L’Intersyndicale de défense de la psychiatrie publique, soutenue par de nombreux signataires, formule dans un Livre blanc de la psychiatrie dix propositions « lucides, combatives et modernes ». Questions à Denis Leguay, psychiatre des hôpitaux (Angers), coordinateur de la rédaction de ce livre blanc.
Santé mentale : Quel est l’objectif de celivre blanc ?
Denis Leguay : Le Livre blanc (1), c’est d’abord une trame de propositions pour le système de soins psychiatriques. Ce travail est porté aujourd’hui par l’Intersyndicale de défense de la psychiatrie publique (Idepp). Des personnalités
diverses et représentatives se sont associées à titre individuel à cette démarche, démontrant qu’il existe un fort consensus des acteurs sur le rôle de la psychiatrie dans la société, sur les « fondamentaux » à respecter et promouvoir, et sur le cadre et l’organisation qui doivent en découler. Les polémiques délétères auxquelles on assiste aujourd’hui, par exemple sur la question de la prise en charge des enfants autistes, et le premier bilan (plutôt frustrant) de l’application de la loi de juillet 2011(2), nous incitent à proposer un « contrat sociétal » entre tous les partenaires de la santé mentale.
S. M : Dans le contexte actuel du nouveau Plan psychiatrie et santé mentale (PPSM) 2011-2015, et dans l’hypothèse d’une loi de santé mentale promise par le candidat Hollande, où se situe le Livre blanc ?
D. L : Nous voulions formuler des propositions au moment même où s’élaborait le PPSM (3) tout en prenant position dans le débat électoral. Au-delà d’orientations générales et de propositions concrètes, comme le suggère le PPSM, nous souhaitons qu’une Loi de santé mentale vienne fixer un cadre, des objectifs, une organisation, et des moyens. Pourquoi une loi ? Parce qu’il y a urgence et que nous tenons à une mise en pratique. Par ailleurs, définir le rôle sociétal de l’appareil de soins psychiatriques relève de la loi. La principale question, soulevée d’ailleurs par la loi de juillet 2011 (3) et qu’il faut revoir, est celle des rapports et du rôle de la psychiatrie dans la problématique de l’ordre public.
S. M : Quel est l’esprit des propositions de ce livre blanc ?
D. L : Lucide, combatif, et moderne !

Consigne:
Poursuivez l'entretien sur le Livre blanc de la psychiatrie à partir de la dernière réplique affichée.

Données fournies:
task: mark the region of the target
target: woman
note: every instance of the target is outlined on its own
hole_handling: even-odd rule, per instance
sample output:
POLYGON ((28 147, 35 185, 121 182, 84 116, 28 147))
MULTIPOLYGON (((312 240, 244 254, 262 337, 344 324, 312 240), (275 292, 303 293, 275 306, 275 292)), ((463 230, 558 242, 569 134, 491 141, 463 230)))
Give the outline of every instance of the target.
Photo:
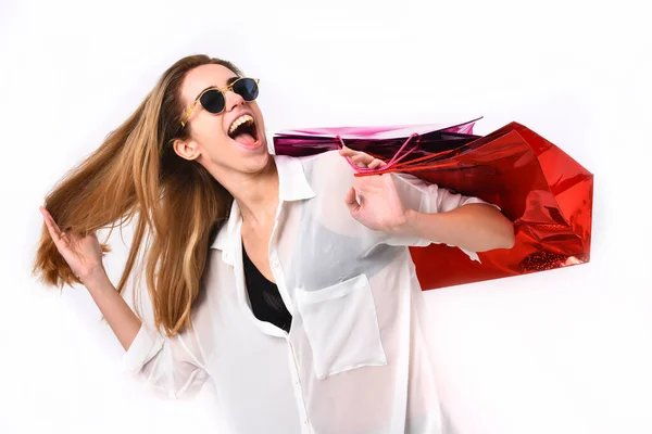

Résultat obtenu:
– Lucide : la psychiatrie est sinistrée et des besoins importants ne sont pas satisfaits. Depuis quinze ans, ses moyens ont diminué et les demandes ont explosé. Même si, avec la reconnaissance du handicap psychique, des relais de prise en charge sont en construction dans le champ du médicosocial, on est loin du compte. Un plan de rattrapage est indispensable, et ce serait l’honneur des gouvernants futurs de s’y atteler enfin.
– Combatif : il y a des solutions, les perspectives sont claires, les besoins peuvent être évalués, les acteurs sont inventifs et mobilisés. Mais il faut arrêter cette instrumentalisation des conflits de doctrine, auxquels se prêtent hélas encore quelques nostalgiques de luttes idéologiques dépassées. L’immense majorité des acteurs se retrouvent sur des valeurs, une vision intégrative des concepts, quelques principes d’organisation, le constat des réalités cliniques et le pragmatisme à y opposer.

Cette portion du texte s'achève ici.